◆ **Exercise requirements**: Arrange the lines from the first one up to and including the line containing "248L134 248L131 250L131" as a JSON list of strings, one string per line, leaving out blank lines.

◆ **Task material**:
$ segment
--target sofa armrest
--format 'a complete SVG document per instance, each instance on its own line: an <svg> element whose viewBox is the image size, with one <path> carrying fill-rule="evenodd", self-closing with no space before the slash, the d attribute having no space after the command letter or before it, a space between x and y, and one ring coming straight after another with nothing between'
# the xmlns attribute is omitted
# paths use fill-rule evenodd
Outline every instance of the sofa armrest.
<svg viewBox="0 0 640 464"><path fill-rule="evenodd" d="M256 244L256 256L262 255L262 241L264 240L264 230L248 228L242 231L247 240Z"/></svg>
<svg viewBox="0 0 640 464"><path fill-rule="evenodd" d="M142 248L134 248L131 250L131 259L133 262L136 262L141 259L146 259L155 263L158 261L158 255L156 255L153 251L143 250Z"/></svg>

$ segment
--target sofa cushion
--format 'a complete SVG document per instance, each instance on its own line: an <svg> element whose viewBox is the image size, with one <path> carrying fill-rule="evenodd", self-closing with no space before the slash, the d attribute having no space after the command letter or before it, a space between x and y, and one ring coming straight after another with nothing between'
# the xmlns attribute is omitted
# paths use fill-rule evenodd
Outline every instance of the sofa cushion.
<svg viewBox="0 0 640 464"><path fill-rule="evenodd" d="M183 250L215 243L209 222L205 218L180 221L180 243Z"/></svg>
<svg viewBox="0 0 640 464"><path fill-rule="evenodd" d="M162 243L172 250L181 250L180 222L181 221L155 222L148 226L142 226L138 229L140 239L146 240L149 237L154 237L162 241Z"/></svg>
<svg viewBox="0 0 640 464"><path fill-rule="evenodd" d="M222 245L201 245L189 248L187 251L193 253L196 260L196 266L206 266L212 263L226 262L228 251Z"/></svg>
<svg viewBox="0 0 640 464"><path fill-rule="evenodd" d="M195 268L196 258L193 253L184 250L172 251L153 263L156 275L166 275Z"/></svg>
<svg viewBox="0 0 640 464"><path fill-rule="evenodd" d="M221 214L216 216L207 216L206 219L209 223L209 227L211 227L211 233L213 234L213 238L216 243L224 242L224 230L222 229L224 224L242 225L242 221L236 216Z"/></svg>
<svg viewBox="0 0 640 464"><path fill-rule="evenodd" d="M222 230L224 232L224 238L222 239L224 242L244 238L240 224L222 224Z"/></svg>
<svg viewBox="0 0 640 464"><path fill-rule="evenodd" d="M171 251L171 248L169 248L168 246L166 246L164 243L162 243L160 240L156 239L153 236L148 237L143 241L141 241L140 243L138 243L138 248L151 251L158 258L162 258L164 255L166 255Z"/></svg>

◆ **Output**:
[
  "$ segment",
  "--target sofa armrest",
  "--format 'a complete SVG document per instance, each instance on its own line: an <svg> element whose viewBox is the image size, with one <path> carrying fill-rule=\"evenodd\", self-closing with no space before the slash, the d attribute having no space after the command letter or before it, a space between x and y, and one ring coming straight after another with nothing between'",
  "# the xmlns attribute is omitted",
  "# paths use fill-rule evenodd",
  "Outline every instance of the sofa armrest.",
  "<svg viewBox=\"0 0 640 464\"><path fill-rule=\"evenodd\" d=\"M256 244L256 256L262 255L262 241L264 240L264 230L248 228L242 231L247 240Z\"/></svg>",
  "<svg viewBox=\"0 0 640 464\"><path fill-rule=\"evenodd\" d=\"M142 248L134 248L131 250L131 259L133 262L136 262L141 259L146 259L155 263L158 261L158 255L156 255L153 251L143 250Z\"/></svg>"
]